Introduction into the topic
Salvador et al. (2023) published a research article on age-dependent
immune and lymphatic responses following spinal cord injury to better
understand the lifelong disabling effects that can result from such
severe injuries
Publication.
The study investigates how the immune and lymphatic systems respond to
spinal cord injuries in young and old mice. The researchers used a
technique called single-cell RNA sequencing to study the activity of
individual cells by measuring which genes are turned on in each cell
(scRNA-seq).
Data
The data is publicly available on the Gene Expression Omnibus (GEO)
under the accession number GSE205038. The pre-analyzed data set
mmc4.xlsx is already provided on GitHub Data
file.
To give you an idea how the data looks like:
Lars2 |
1.705496 |
0 |
GO:0045766 |
positive regulation of angiogenesis |
11/109 |
188/23328 |
0 |
3.2e-06 |
- logFC: log2 fold change in gene expression between experimental and
control conditions (positive values indicate upregulation and
negative values indicate downregulation)
- ID: identifier of the associated gene ontology (GO) term or pathway
- Description: a description of the biological process associated with
the GO term.
- GeneRatio: the ratio of genes in the GO term to the total number of
genes in the analysis.
- BgRatio: not relevant for the data manipulation & visualization
tasks
Data manipulation
- The excel data file contains multiple sheets, so the first task is
to get familiar with the data file. Find the sheet “Aged vs Young
Macrophages”.
- Extract the sheet “Aged vs Young Macrophages” so that you can load
it into R. It contains the differentially expressed genes (DEGs) and
the GO terms for different time points (naïve, 3dpi, 7dpi, 14dpi).
We are only interested in the naïve aged macrophages vs. naïve young
macrophages comparison.
- Seperate the data into two data frames: one for the DEGs and one for
the GO terms. The DEGs data frame should contain the columns “gene”,
“logFC”, “p.adjust”. The GO terms data frame should contain the
columns “ID”, Description”, “GeneRatio”, “BgRAtio”, “pvalue”,
“p.adjust”. (Be careful with the column names, two columns have the
same name! Rename the columns if necessary.)
Now let’s take a look at the DEGs:
- Create a new column called logFC_high that is TRUE if logFC > 2
for a gene of “naïve aged macrophages vs. naïve young macrophages” ,
and FALSE otherwise.
- Filter the DEGs to include only those with p.adjust < 0.05, and
return the top 10 genes with the highest logFC. Please display the
top 10 genes in a nice table.

• **Work to complete**:
A: According to the page on immune responses after spinal cord injury, under what accession number is the data available on the Gene Expression Omnibus?
B: Reproduce the passage of the page on immune responses after spinal cord injury starting at "- BgRatio: not" and ending at "3dpi, 7dpi, 14dpi).".

• **Data for analysis**:
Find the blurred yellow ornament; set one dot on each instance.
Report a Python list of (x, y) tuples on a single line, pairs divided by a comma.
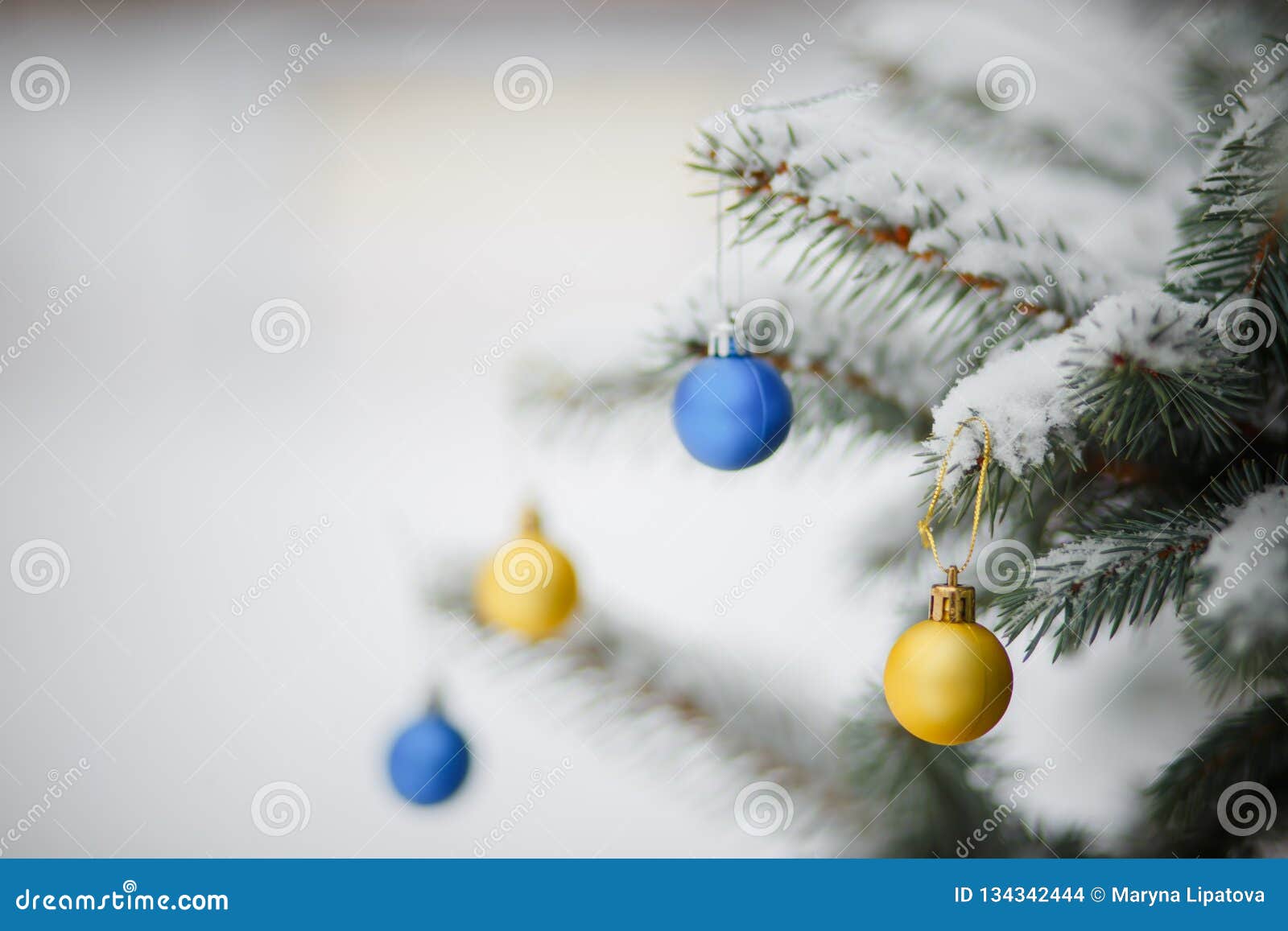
[(948, 679), (528, 586)]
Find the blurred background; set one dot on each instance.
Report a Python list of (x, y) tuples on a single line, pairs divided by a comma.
[(171, 446)]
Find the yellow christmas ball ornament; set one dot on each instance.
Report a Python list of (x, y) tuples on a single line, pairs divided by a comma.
[(528, 586), (948, 679)]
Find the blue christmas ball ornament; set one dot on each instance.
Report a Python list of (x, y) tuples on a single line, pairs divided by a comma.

• **Answers to the problems**:
A: GSE205038

B:
- BgRatio: not relevant for the data manipulation & visualization
tasks
Data manipulation
- The excel data file contains multiple sheets, so the first task is
to get familiar with the data file. Find the sheet “Aged vs Young
Macrophages”.
- Extract the sheet “Aged vs Young Macrophages” so that you can load
it into R. It contains the differentially expressed genes (DEGs) and
the GO terms for different time points (naïve, 3dpi, 7dpi, 14dpi).